--- 本文抜粋 ---

①あらためて、平野啓一郎の才能におどろく

書籍やAudibleで2022年にもっとも読んだ小説家が平野啓一郎。7月に読んだ「マチネの終わりに」から始まり、ちょうどテレビドラマとシンクロした「空白を満たしなさい」、そして今年映画化された「ある男」、年末に向けては「かたちだけの愛」そして圧巻の「決壊」と、どれを読んでも面白いが、「空白を・・・」と「決壊」はアクがつよすぎる。まずは「マチネの終わりに」を福山雅治主演の映画とともに。

②「プーチンのロシア」から「ウクライナ危機」への読書

2021年、戦争の半年前からTimothy Sniderの著作を中心に読んで「プーチンのロシアはやばい」と思っていたのが2022年早々に現実化するという・・・驚きの予言的読書となった。

③COVID-19関連ではmRNAワクチン開発秘話を一通り読む

④「君の名は。」と「君の顔では泣けない」、男女入れ替わりが新展開!

「転校生(1972)」以来の男女入れ替わりというモチーフが新発想で生まれ変わった。爽やかな「君の名は。」そしてシニカルな「君の顔では泣けない」どちらも面白い。

⑤三体! 怒涛の中華SFにAudibleで80時間以上! 圧巻でした

⑥「古寺行こう」定期購読コラボ企画で奈良に京都にひとり旅

来年も10冊分の寺巡りは実施予定。

 

⑦哲学関連では「現代思想入門」が逆説的に哲学ばなれにつながる

おかげで哲学書・老後本・定年本の呪縛が解けるという好循環!インパクト大。

⑧伊良子清白を調べてきたことが学会発表につながる

ここで学会発表になるとは、意外な展開だった・・

 

⑨最新がん治療の矛盾がすこしずつ露見してきた

来年継続テーマ

 

⑩年末に「なりすまし」で「脳の中の悪魔」スザンナ・キャハランに再会

精神医療も、常に監視しておくべきテーマ 来年継続

⑪番外

読み残し・・・残り2冊読みきれず来年へ・・。大長編の部は、来年はその後「窯変源氏物語」へと進みたい。

参考

 

 

 

決壊(下) Audible

辛く長い話の終着駅は稲毛

上巻だけを聴いて・・・もうその驚異の展開で消耗し、それでなくても寒い冬にこの本を読み続けては暗すぎると思い自主規制してきたが、冬休み期間に入ったので今年中に読んでしまおうと連日2~3時間Audibleで聴き、なんとか完走。

弟が猟奇的に殺害された。そこからは猟奇犯罪にともなって起こるすべてのことが描かれ切る。兄・崇(たかし)を容疑者とみたてての京都府警の執拗な取り調べ(冤罪社会)、傍若無人なマスコミ、ネット社会。

一方で、鳥取の中学生の異常性の増幅から次なる殺人の発生、そこから真犯人・悪魔こと篠原へとつながるも・・・お台場や渋谷で爆弾テロを起こし自死。事件的にはそこで決着だが、そこからが真骨頂、人生を決めるのは持って生まれた遺伝子と環境か、犯罪と精神医学、死刑反対論、救済されない被害者問題、執拗につづくマスコミとネットのさらし攻撃、おそらくは平野啓一郎の持論を悪魔が残した映像の中で、そして崇が語るかたちで、まさに隅から隅まで語りつくされる。

--- 提示資料 ---

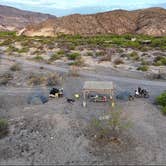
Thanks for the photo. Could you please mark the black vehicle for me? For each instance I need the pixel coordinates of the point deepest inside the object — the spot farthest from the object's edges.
(143, 93)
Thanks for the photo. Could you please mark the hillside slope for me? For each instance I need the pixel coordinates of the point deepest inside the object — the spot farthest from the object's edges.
(150, 21)
(15, 19)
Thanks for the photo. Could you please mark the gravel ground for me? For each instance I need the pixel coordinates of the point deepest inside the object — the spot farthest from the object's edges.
(55, 133)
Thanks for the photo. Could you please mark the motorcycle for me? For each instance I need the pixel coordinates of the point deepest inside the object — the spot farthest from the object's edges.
(143, 93)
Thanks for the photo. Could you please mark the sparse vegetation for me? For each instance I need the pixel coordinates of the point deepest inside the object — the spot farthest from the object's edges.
(53, 80)
(5, 78)
(38, 58)
(15, 67)
(55, 57)
(159, 61)
(36, 79)
(161, 100)
(74, 71)
(4, 128)
(118, 61)
(143, 68)
(134, 55)
(73, 56)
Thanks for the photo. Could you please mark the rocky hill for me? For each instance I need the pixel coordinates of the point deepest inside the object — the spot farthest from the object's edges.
(150, 21)
(15, 19)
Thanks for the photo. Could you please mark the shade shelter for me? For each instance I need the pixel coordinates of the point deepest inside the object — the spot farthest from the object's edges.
(101, 87)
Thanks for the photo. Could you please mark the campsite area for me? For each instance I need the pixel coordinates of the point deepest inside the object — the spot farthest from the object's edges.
(57, 132)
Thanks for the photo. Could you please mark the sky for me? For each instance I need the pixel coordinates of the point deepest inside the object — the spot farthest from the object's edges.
(66, 7)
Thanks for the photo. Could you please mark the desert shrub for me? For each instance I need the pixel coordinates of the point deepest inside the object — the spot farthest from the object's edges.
(35, 79)
(161, 99)
(118, 61)
(5, 78)
(143, 68)
(4, 127)
(15, 67)
(100, 53)
(61, 52)
(73, 56)
(159, 60)
(78, 62)
(12, 49)
(163, 110)
(133, 55)
(106, 58)
(55, 57)
(89, 54)
(23, 50)
(74, 71)
(38, 58)
(53, 80)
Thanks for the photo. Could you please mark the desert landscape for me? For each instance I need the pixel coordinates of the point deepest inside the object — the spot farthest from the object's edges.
(66, 52)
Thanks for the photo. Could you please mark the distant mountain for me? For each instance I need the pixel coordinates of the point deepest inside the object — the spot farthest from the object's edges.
(150, 21)
(15, 19)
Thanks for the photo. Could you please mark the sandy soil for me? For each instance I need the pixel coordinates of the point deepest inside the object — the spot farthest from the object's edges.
(55, 132)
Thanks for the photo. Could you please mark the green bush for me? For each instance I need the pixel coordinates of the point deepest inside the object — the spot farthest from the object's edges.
(4, 127)
(55, 57)
(61, 52)
(89, 54)
(143, 68)
(38, 58)
(133, 55)
(78, 62)
(161, 100)
(159, 61)
(118, 61)
(73, 56)
(163, 110)
(15, 67)
(5, 78)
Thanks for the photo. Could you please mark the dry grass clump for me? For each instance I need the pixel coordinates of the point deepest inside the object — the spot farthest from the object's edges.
(47, 80)
(118, 61)
(36, 79)
(53, 79)
(15, 67)
(4, 127)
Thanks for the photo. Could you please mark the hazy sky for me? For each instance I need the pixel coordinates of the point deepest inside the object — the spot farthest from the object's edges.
(65, 7)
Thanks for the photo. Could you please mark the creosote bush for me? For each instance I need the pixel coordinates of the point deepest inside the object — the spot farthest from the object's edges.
(15, 67)
(4, 128)
(161, 100)
(118, 61)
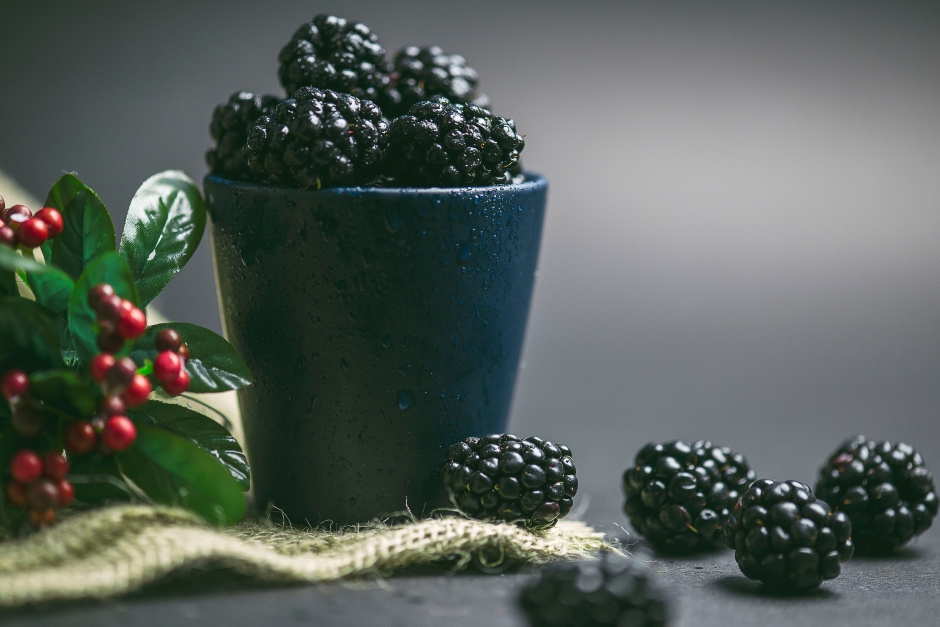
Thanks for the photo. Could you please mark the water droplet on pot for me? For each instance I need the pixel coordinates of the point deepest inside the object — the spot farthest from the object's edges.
(405, 399)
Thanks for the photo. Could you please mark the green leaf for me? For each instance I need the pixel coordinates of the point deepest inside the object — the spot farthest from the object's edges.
(51, 286)
(97, 479)
(29, 336)
(87, 231)
(65, 390)
(164, 225)
(213, 365)
(108, 268)
(173, 470)
(206, 433)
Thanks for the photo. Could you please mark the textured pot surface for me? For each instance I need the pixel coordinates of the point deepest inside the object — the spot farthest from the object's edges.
(381, 326)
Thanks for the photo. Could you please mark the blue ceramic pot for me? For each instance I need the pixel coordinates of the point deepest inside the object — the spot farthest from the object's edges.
(381, 326)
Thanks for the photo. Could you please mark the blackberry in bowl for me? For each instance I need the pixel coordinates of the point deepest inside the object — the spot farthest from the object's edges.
(786, 538)
(319, 138)
(884, 488)
(501, 477)
(420, 73)
(444, 144)
(231, 123)
(679, 495)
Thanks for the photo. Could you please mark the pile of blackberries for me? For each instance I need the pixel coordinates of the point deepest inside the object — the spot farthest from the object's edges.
(355, 117)
(20, 228)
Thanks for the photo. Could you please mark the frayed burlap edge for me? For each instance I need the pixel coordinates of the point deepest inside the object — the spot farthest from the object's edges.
(112, 551)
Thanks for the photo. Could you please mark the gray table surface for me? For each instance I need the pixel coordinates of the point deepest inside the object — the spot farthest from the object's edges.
(707, 590)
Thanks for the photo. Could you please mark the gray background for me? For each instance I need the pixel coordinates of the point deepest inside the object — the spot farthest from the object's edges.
(743, 223)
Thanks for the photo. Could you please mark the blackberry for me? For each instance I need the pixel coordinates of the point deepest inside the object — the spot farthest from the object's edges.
(783, 536)
(613, 591)
(884, 488)
(679, 495)
(331, 53)
(446, 145)
(421, 73)
(500, 477)
(229, 128)
(318, 138)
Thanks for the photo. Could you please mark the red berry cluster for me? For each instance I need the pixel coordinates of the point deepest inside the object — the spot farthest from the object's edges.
(19, 227)
(27, 421)
(118, 319)
(39, 485)
(170, 365)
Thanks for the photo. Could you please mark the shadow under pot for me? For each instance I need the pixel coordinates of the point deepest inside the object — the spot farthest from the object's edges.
(380, 325)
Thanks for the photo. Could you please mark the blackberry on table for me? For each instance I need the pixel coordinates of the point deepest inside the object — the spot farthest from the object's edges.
(419, 73)
(500, 477)
(443, 144)
(318, 138)
(679, 495)
(884, 488)
(331, 53)
(785, 537)
(615, 590)
(231, 122)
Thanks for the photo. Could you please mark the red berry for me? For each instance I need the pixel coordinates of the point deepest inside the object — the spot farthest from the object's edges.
(7, 236)
(66, 492)
(110, 341)
(168, 340)
(100, 364)
(133, 323)
(138, 391)
(98, 294)
(119, 376)
(26, 421)
(111, 406)
(41, 519)
(42, 495)
(16, 494)
(34, 232)
(52, 218)
(18, 213)
(14, 384)
(54, 465)
(119, 433)
(80, 437)
(109, 308)
(26, 466)
(178, 385)
(166, 366)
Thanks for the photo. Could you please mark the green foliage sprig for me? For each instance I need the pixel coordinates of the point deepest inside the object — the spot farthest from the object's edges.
(47, 329)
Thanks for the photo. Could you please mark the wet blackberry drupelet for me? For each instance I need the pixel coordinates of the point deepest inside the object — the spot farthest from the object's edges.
(679, 495)
(331, 53)
(500, 477)
(231, 122)
(421, 73)
(884, 488)
(613, 591)
(447, 145)
(783, 536)
(318, 138)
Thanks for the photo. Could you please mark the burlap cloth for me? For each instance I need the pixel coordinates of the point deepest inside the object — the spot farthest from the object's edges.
(112, 551)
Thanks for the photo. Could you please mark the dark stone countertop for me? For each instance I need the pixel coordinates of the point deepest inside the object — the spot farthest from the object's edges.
(708, 590)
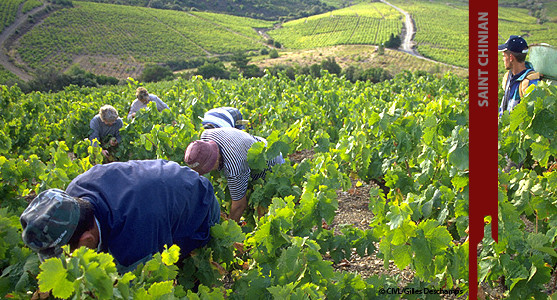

---

▶ [作業指示]:
A: 抜粋の「書籍やAudibleで202」から「るという・・・驚きの予言的読書となった。」までを一字一句そのまま書き写してください。
B: 抜粋によれば、書籍やAudibleで2022年にもっとも多く読んだ小説家は誰か。

▶ [解答一覧]:
A:
書籍やAudibleで2022年にもっとも読んだ小説家が平野啓一郎。7月に読んだ「マチネの終わりに」から始まり、ちょうどテレビドラマとシンクロした「空白を満たしなさい」、そして今年映画化された「ある男」、年末に向けては「かたちだけの愛」そして圧巻の「決壊」と、どれを読んでも面白いが、「空白を・・・」と「決壊」はアクがつよすぎる。まずは「マチネの終わりに」を福山雅治主演の映画とともに。

②「プーチンのロシア」から「ウクライナ危機」への読書

2021年、戦争の半年前からTimothy Sniderの著作を中心に読んで「プーチンのロシアはやばい」と思っていたのが2022年早々に現実化するという・・・驚きの予言的読書となった。

B: 平野啓一郎。